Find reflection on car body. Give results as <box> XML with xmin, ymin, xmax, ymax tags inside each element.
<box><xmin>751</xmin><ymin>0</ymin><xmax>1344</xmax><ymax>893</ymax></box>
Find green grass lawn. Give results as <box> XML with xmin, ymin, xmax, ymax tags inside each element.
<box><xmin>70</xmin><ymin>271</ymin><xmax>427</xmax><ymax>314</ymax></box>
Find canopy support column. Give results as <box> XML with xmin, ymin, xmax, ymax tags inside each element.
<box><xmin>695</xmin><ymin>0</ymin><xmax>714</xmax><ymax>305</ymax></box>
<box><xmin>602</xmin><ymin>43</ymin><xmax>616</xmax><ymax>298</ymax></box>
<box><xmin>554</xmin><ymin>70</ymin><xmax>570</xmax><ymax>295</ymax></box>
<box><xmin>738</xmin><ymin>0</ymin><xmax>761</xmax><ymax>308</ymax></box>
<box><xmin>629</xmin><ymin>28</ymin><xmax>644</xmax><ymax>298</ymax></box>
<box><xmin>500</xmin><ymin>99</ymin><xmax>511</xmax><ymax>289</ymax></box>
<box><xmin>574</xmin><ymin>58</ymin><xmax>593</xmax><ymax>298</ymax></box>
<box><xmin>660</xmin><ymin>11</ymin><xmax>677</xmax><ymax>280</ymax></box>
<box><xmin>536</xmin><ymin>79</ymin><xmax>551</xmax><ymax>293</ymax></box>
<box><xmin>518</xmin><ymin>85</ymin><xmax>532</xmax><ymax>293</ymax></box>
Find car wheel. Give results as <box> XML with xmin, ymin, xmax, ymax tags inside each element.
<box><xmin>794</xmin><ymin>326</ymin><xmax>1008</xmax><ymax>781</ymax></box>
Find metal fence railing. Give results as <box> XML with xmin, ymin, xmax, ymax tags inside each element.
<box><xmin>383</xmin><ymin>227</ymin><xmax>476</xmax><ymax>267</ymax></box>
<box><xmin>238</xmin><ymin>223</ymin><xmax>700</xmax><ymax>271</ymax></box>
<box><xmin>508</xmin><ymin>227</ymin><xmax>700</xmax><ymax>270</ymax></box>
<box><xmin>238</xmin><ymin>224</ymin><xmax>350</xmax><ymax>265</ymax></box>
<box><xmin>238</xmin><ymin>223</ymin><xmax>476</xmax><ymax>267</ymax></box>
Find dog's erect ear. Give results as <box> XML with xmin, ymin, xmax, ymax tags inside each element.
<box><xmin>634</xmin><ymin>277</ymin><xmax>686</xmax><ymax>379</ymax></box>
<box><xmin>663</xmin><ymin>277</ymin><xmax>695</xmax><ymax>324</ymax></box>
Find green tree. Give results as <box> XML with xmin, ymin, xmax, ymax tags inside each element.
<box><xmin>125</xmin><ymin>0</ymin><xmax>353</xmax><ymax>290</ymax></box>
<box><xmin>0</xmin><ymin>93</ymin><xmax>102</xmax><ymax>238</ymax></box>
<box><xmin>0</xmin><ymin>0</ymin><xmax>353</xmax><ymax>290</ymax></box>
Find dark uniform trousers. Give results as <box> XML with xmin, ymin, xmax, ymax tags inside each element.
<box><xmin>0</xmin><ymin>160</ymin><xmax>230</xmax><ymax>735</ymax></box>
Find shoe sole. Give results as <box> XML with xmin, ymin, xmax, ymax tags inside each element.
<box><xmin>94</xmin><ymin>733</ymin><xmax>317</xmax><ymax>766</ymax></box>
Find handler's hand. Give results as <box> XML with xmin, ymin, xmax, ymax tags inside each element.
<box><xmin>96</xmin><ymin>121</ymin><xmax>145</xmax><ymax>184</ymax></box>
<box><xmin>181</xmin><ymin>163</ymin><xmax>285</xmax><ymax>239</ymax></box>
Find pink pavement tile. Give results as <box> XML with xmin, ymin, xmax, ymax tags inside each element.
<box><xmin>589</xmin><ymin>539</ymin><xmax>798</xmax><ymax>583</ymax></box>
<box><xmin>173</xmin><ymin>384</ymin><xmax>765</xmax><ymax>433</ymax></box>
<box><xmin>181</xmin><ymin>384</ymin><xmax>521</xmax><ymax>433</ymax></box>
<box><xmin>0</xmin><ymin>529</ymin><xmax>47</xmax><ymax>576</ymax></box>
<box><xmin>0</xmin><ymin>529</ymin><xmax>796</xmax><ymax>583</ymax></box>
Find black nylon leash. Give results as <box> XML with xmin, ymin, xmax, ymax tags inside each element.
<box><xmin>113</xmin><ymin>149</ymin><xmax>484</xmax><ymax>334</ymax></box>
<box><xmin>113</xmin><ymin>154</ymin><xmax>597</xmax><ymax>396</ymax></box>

### GIVEN TASK
Copy every one of the items above verbatim.

### REPLY
Find reflection on car body. Give results as <box> XML with xmin, ymin, xmax, ymax tags inside each element.
<box><xmin>751</xmin><ymin>0</ymin><xmax>1344</xmax><ymax>893</ymax></box>
Find green grass lawn. Give results as <box> XML with xmin, ymin, xmax, ymax tags inside each element.
<box><xmin>70</xmin><ymin>271</ymin><xmax>427</xmax><ymax>314</ymax></box>
Find canopy support column. Give results as <box> XML with xmin, ymin, xmax, ymax tags inside each element.
<box><xmin>695</xmin><ymin>0</ymin><xmax>714</xmax><ymax>305</ymax></box>
<box><xmin>602</xmin><ymin>43</ymin><xmax>616</xmax><ymax>298</ymax></box>
<box><xmin>554</xmin><ymin>70</ymin><xmax>570</xmax><ymax>295</ymax></box>
<box><xmin>738</xmin><ymin>0</ymin><xmax>761</xmax><ymax>308</ymax></box>
<box><xmin>629</xmin><ymin>28</ymin><xmax>644</xmax><ymax>298</ymax></box>
<box><xmin>500</xmin><ymin>99</ymin><xmax>511</xmax><ymax>289</ymax></box>
<box><xmin>574</xmin><ymin>58</ymin><xmax>593</xmax><ymax>298</ymax></box>
<box><xmin>660</xmin><ymin>11</ymin><xmax>677</xmax><ymax>280</ymax></box>
<box><xmin>536</xmin><ymin>79</ymin><xmax>551</xmax><ymax>293</ymax></box>
<box><xmin>518</xmin><ymin>85</ymin><xmax>532</xmax><ymax>293</ymax></box>
Find car wheel. Give results as <box> XML with xmin, ymin, xmax, ymax tags inside each element.
<box><xmin>794</xmin><ymin>326</ymin><xmax>1008</xmax><ymax>781</ymax></box>
Find metal fence railing. Give results as <box> XML with xmin, ymin, xmax, ymax tags inside each element.
<box><xmin>383</xmin><ymin>227</ymin><xmax>476</xmax><ymax>267</ymax></box>
<box><xmin>238</xmin><ymin>223</ymin><xmax>700</xmax><ymax>271</ymax></box>
<box><xmin>508</xmin><ymin>227</ymin><xmax>700</xmax><ymax>270</ymax></box>
<box><xmin>238</xmin><ymin>224</ymin><xmax>350</xmax><ymax>265</ymax></box>
<box><xmin>238</xmin><ymin>223</ymin><xmax>476</xmax><ymax>267</ymax></box>
Find dog's erect ear. Give results as <box> XML with xmin, ymin, xmax, ymax tags inside each element.
<box><xmin>634</xmin><ymin>277</ymin><xmax>686</xmax><ymax>379</ymax></box>
<box><xmin>663</xmin><ymin>277</ymin><xmax>695</xmax><ymax>324</ymax></box>
Find green tree. Give results as <box> XML with xmin, ymin, xmax, ymax tags inside each element.
<box><xmin>125</xmin><ymin>0</ymin><xmax>353</xmax><ymax>290</ymax></box>
<box><xmin>0</xmin><ymin>93</ymin><xmax>102</xmax><ymax>238</ymax></box>
<box><xmin>0</xmin><ymin>0</ymin><xmax>353</xmax><ymax>290</ymax></box>
Find dark uniform trousers. Give results as <box> XML with xmin, ymin, xmax, ymax tags inside each element.
<box><xmin>0</xmin><ymin>160</ymin><xmax>230</xmax><ymax>735</ymax></box>
Find shoe sole. Give results as <box> XML with xmin, ymin, xmax, ymax tags inside each element.
<box><xmin>94</xmin><ymin>733</ymin><xmax>317</xmax><ymax>766</ymax></box>
Find handler's hand. Give results as <box> XML with xmin, ymin, xmax, ymax tags inside each element.
<box><xmin>96</xmin><ymin>121</ymin><xmax>145</xmax><ymax>184</ymax></box>
<box><xmin>181</xmin><ymin>163</ymin><xmax>285</xmax><ymax>239</ymax></box>
Find pink pavement tile. Give results as <box> XML with xmin, ymin, xmax, ymax tags inside each element.
<box><xmin>589</xmin><ymin>539</ymin><xmax>798</xmax><ymax>583</ymax></box>
<box><xmin>173</xmin><ymin>384</ymin><xmax>765</xmax><ymax>433</ymax></box>
<box><xmin>181</xmin><ymin>384</ymin><xmax>521</xmax><ymax>433</ymax></box>
<box><xmin>0</xmin><ymin>529</ymin><xmax>47</xmax><ymax>576</ymax></box>
<box><xmin>0</xmin><ymin>529</ymin><xmax>796</xmax><ymax>583</ymax></box>
Find black nylon leash. Give results as <box> XML with xmin, ymin, xmax, ymax tags inside each element.
<box><xmin>113</xmin><ymin>149</ymin><xmax>484</xmax><ymax>334</ymax></box>
<box><xmin>113</xmin><ymin>154</ymin><xmax>597</xmax><ymax>396</ymax></box>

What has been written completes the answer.